--- Document text ---
But she keeps acting the part, down to her costume, or lack thereof. In a film consumed with sex and sexuality, we see Rapace naked, but not McAdams. Let's suppose that she would have been willing - how much does it say about her character that she insists upon covering herself up in the midst of otherwise rather outlandish sexual predilections? "Even the sexual decadence is of the clich├ęd lace and carnival-mark variety," Marshall writes, noting that Christine "lives in an apartment that comes across as a tad too brash and flashy for her character." Which, again, might just be the whole point. As with everything De Palma, style is content. Christine's blonde-blonde hair, pale (sometimes sickly) white skin, red-red lipstick (and sweaters, dresses, and high heels), and black, elaborately-strung lingerie are as much a character-born formation of Powerful Woman as De Palma's inclination towards what he wants to see onscreen. In a recent interview with Film.com, he had this to say about that:
Men have been undressing women in various art forms since the beginning of visual art. You could make this film with two men, but, I mean, all you have to do is look on your television screen or go Googling or pick up a magazine, and what do you see? Women, dressed and undressed. That's what people are interested in.

Of course, De Palma trying to insist that he's just giving the people what they want is sort of laughable in considering a film as weird and alienating as Passion. Since it's also concerned with the recording and representation of oneself through images, though, it's not an unfair place to begin. In fact, the MacGuffin of sorts that sets the entire plot in motion is an ad Isabelle (Rapace) creates, centered around a smartphone, placed in the rear pocket of a shapely pair of jeans, capturing images of guys ogling a woman's derriere. That is what people are interested in. Christine is a reflection of our desires, or what she (and De Palma) perceive them to be. One character says of her that "she gets what she wants," and that may largely come about just as much from giving everybody the image they want.

Isabelle, by contrast, fashions herself a more removed, down-to-Earth, "authentic" "cool boss" type, forever the victim of Christine (until, you know, she's not), and that formation has largely consumed her outward persona. She doesn't know how to land a client at a party, doesn't know how to speak up when Christine steals her idea for an ad, doesn't even know quite how to behave when Christine shares an extended kiss with Dirk, her lover. It's only in private - to her assistant, or to her lover - that we see the truth. She certainly knows what to do and say around a man, and not just any man. Her relationship with Dirk is barely sketched and never described, but it's a whole other dimension to a woman who is apparently too shy to speak to someone at a social gathering. In bed, she's more rawly sexual than Christine's constructed lust, and will slowly unleash a cruelty more personal and pointed than Christine's cold calculations.


The way those two personalities play off one another are key to the film's rather evolved and considered notions of...certainly not good and evil; some reversal of sympathies. Christine may be more outwardly repugnant, unpleasant, and motivated purely by selfishness and greed, but she's never doing any real harm, and is able to view all her actions through the lens of "business." Isabelle, meanwhile, has our sympathies, and we can identify with her more personal motivations, but her ends are drastic and horrific. She's playing the victim just as much as Christine is playing the villain, and her commitment to that role goes down far darker paths.

It's a dicey proposition to try to deduce how much of this is intentional, to what extent the actresses are playing into it, but since when has intent mattered anyway? Christine and Isabelle are playing something they know themselves not to be, and their uncertainties and hesitations are ultimately their undoing. Perhaps that goes for the actresses as well. Part of the challenge of directing is channeling everything an actor has to give - which might include accounting for their weaknesses - towards some artistic effect. However De Palma tuned his instruments, the result is indeed electrifying and playful, but also intriguing, layered, and resonant.
--- Data section ---
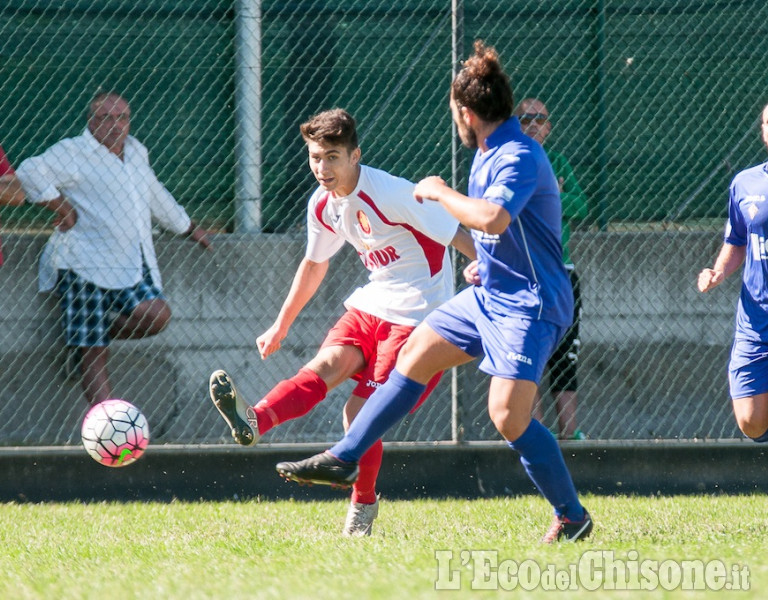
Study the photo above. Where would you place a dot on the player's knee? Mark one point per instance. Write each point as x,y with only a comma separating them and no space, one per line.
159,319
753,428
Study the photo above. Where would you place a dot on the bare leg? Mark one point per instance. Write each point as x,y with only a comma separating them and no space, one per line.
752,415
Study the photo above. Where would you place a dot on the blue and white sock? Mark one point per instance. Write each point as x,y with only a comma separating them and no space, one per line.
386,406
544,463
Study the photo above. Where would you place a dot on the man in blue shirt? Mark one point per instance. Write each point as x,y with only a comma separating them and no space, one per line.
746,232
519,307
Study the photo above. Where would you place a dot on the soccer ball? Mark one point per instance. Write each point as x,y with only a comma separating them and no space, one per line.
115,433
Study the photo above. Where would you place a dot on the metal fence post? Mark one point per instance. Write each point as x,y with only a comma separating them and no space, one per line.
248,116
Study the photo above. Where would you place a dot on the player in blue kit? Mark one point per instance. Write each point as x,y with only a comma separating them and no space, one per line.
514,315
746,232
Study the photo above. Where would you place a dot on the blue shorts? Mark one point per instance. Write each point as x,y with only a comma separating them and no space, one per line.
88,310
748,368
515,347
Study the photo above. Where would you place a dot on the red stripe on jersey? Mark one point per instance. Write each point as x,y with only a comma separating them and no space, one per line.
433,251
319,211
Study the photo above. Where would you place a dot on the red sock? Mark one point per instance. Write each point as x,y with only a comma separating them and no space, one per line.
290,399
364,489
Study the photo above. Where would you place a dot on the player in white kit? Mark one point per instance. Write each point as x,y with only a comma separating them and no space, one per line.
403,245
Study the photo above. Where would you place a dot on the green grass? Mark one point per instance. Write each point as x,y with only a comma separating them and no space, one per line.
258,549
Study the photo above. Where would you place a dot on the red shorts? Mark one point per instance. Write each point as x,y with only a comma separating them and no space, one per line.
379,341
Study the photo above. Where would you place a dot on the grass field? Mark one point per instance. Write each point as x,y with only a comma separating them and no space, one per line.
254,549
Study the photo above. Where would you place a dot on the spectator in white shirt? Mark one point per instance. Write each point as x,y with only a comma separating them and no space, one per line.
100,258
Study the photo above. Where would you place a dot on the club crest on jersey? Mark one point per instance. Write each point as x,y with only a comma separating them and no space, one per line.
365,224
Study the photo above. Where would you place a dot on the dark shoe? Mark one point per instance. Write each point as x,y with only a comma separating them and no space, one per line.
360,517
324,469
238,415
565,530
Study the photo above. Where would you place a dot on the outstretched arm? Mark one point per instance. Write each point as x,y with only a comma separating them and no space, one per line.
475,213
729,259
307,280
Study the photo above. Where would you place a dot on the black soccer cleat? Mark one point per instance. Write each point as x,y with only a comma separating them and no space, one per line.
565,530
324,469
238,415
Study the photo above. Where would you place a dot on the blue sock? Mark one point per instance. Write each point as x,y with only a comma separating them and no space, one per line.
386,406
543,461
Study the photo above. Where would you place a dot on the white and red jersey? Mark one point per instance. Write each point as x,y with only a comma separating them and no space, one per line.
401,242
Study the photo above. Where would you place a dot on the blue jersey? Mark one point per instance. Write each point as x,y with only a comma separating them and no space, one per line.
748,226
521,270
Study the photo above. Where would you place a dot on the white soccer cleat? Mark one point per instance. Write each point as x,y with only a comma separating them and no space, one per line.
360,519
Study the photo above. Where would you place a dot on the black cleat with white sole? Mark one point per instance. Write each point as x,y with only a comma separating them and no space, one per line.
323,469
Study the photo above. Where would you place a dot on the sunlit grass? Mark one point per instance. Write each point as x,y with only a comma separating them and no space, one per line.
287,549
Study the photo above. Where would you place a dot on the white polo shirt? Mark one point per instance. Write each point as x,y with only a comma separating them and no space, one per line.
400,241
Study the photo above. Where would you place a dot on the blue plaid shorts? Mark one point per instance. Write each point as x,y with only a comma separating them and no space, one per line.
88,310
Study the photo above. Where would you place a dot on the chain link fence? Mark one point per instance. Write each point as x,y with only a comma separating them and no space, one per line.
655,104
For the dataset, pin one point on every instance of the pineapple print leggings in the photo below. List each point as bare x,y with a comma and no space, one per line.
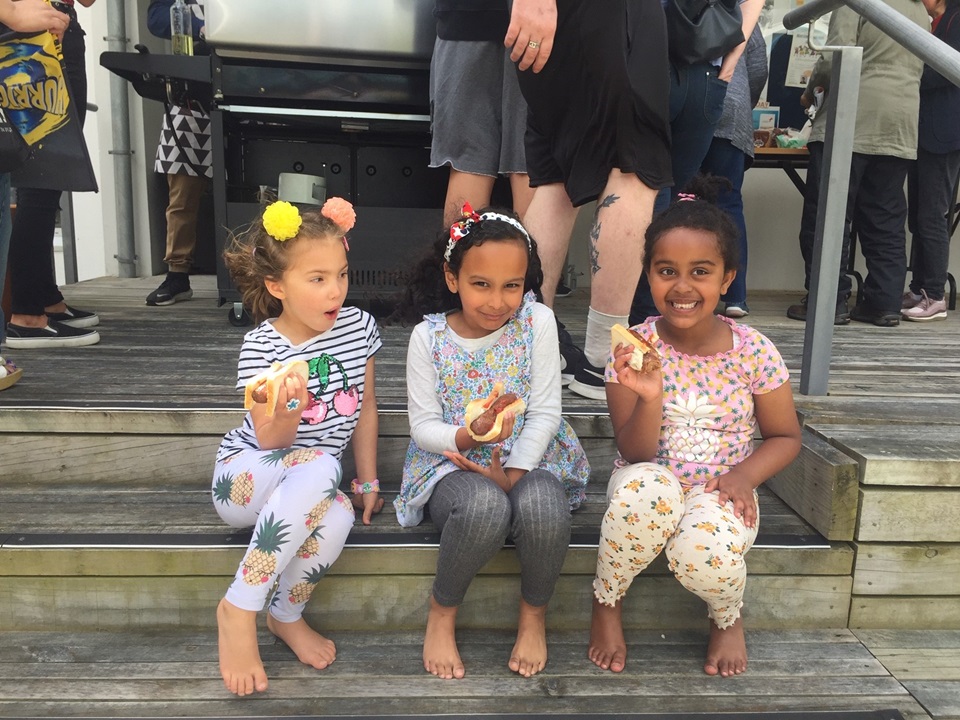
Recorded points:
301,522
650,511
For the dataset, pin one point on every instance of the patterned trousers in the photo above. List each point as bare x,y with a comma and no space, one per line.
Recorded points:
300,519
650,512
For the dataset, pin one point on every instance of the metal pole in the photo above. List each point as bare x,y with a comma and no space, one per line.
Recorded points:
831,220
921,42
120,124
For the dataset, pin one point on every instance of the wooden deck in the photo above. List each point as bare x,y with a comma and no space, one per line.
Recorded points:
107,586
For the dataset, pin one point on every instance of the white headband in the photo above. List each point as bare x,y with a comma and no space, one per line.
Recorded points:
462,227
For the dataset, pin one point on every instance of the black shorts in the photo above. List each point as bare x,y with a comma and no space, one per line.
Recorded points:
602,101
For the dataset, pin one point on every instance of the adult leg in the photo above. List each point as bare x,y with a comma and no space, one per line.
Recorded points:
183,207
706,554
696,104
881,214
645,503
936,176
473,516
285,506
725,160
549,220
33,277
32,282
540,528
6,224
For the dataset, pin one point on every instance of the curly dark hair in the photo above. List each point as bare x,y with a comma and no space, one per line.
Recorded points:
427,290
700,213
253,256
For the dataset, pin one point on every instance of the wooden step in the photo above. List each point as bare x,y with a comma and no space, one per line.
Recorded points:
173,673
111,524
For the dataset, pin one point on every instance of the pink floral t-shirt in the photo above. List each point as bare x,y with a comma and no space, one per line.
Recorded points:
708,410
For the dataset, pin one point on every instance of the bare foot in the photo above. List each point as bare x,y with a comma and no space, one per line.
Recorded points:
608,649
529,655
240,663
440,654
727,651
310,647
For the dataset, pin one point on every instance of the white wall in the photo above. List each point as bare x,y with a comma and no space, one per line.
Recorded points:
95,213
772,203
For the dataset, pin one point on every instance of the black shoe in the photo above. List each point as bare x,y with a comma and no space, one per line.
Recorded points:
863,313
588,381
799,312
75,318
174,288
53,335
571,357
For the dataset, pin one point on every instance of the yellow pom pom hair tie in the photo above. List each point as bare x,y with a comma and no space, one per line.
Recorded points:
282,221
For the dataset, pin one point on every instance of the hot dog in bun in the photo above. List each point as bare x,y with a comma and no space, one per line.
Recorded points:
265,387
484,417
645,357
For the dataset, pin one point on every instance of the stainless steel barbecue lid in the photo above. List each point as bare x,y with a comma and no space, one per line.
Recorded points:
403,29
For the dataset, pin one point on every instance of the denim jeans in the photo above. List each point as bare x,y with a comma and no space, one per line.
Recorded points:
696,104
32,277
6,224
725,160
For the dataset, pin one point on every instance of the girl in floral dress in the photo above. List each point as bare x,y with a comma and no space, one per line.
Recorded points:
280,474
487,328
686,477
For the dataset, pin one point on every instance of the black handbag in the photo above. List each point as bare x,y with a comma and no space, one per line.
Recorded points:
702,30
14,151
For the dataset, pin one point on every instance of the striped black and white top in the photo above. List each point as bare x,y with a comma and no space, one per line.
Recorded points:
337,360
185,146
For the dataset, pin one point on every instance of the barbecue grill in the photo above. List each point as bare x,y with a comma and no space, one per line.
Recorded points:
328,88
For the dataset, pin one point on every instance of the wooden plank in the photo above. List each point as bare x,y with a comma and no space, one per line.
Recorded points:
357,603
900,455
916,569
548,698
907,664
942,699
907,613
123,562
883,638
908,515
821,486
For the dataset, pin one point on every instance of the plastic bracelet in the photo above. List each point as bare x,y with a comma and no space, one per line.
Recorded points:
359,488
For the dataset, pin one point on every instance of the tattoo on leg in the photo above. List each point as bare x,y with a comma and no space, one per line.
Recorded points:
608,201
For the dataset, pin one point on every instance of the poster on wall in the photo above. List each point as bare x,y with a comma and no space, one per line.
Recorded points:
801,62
---
Exercise description - List every adjective that the final sentence of the film review uses to describe the result of De Palma's direction.

Result - electrifying, playful, intriguing, layered, resonant